課題の要件: ブルセラ菌の漏出を扱う文章に基づき、日本で市販の牛乳や乳製品から感染するリスクが非常に低いとされる理由を1～3文で説明せよ。

2021年6月21日月曜日

家畜からの感染病であるブルセラ菌が漏出

 

中国甘粛省にある動物用ブルセラ病ワクチンの製造工場から漏出したブルセラ属菌により、昨年周辺住民ら3,000人以上が感染したとのこと。工場の杜撰管理に加え、地方政府の隠蔽体質が浮き彫りになりました。

ブルセラ症はブルセラ属菌による人獣共通感染症で、現在、世界で50万人の新規感染者が毎年発生しています。ヒトに病原性を持つ主なブルセラ属菌は、Brucella melitensis(自然宿主:ヤギ、ヒツジ)、B.suis(ブタ)、B.abortus (ウシ、水牛)B.canis(イヌ)です。通常、潜伏期は1~3週間で、軽症では風邪様の症状を示します。発熱は主に午後から夕方に認められ、発汗とともに朝に解熱します。このような発熱パターンを間欠熱と呼び、数週間続いた後、症状の好転が1~2週間認められますが、再び発熱を繰り返す波状熱が特徴です。未治療時の致死率は5%程度とされ、その大半は心内膜炎です。

日本でも過去に家畜法定伝染病である牛や豚のブルセラ病が流行していましたが、摘発淘汰方式により撲滅を図り、現在ではほとんど発生はありません。

つまり、血清反応で陽性であれば淘汰するという方式です。家畜のブルセラ属菌は非常にヒトに感染しやすく10~100個の菌で感染すると報告されています。

感染動物の加熱不十分な乳やチーズなどの乳製品や肉の喫食による経口感染が一般的とされています。また、流産時の汚物への直接接触や、汚染エアゾルの吸入によっても感染します。

日本では家畜ブルセラ病はほとんど発生がありませんので、畜産物からの感染はほぼないと思われます。また、仮に万が一生乳が汚染していても、生乳中の菌は62.7℃で30分または71.6℃で15秒の加熱で死滅します。日本では市販牛乳は加熱殺菌されていますし、国産のフレッシュチーズの原料となる生乳も加熱処理されているので、市販牛乳や乳製品から感染するリスクは非常に低いことになります。

資料の抜粋:
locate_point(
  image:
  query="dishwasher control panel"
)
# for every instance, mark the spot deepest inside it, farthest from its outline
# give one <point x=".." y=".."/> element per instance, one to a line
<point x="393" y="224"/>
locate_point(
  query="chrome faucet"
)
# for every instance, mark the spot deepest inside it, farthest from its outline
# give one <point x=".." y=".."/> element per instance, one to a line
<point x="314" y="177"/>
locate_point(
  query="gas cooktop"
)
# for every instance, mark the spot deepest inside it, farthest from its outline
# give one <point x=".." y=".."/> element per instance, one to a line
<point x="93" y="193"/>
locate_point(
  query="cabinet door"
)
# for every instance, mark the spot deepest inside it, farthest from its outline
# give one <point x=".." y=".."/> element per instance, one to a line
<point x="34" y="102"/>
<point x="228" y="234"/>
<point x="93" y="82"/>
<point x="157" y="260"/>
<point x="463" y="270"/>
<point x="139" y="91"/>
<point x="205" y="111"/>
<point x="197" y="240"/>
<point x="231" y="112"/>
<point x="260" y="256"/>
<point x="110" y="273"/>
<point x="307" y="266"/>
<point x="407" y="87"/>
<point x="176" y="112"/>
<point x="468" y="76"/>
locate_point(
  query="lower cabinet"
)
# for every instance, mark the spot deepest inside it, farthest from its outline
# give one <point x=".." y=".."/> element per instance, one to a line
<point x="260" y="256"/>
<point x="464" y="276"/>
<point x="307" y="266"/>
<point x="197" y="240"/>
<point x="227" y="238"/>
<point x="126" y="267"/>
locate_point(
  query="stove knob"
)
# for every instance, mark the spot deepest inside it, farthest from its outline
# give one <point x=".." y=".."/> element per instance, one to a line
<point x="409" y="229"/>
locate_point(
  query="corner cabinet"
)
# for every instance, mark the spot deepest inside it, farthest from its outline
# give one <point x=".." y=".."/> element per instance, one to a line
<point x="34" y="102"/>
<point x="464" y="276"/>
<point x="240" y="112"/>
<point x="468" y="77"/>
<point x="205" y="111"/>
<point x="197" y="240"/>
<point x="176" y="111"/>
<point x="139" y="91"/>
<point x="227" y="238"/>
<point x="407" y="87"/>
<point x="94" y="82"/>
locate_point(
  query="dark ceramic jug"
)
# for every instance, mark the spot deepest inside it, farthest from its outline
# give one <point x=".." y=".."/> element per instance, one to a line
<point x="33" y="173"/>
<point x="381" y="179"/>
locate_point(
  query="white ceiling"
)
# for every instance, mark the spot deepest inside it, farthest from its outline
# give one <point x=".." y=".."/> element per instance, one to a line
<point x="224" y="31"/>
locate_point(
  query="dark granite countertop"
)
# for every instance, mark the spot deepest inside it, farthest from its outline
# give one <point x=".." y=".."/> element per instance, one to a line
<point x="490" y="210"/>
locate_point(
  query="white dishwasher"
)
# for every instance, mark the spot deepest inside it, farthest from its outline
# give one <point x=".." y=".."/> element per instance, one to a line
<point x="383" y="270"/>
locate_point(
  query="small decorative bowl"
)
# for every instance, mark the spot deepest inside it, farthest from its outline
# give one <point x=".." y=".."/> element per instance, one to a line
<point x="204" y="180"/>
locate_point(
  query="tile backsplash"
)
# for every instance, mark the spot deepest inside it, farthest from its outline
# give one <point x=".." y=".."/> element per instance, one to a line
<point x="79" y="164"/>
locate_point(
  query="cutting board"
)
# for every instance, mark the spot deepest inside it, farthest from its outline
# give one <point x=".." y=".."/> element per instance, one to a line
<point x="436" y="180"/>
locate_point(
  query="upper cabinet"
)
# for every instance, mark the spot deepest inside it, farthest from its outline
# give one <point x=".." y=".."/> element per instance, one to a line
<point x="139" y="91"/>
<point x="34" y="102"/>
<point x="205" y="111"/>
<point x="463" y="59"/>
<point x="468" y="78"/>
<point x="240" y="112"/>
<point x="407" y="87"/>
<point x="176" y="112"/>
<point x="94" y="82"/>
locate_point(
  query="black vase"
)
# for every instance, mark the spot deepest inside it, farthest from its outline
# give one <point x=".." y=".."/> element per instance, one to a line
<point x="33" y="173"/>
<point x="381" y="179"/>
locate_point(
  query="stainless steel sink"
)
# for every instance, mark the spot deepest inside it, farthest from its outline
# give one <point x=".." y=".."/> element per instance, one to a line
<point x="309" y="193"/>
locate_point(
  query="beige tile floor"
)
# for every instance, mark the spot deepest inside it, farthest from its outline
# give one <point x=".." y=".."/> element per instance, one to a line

課題の解答: 日本では家畜のブルセラ病がほとんど発生していないため、畜産物からの感染はほぼないと考えられる。また、生乳中の菌は62.7℃で30分または71.6℃で15秒の加熱で死滅する。市販牛乳は加熱殺菌され、国産フレッシュチーズの原料となる生乳も加熱処理されているので、万が一汚染があってもリスクは非常に低い。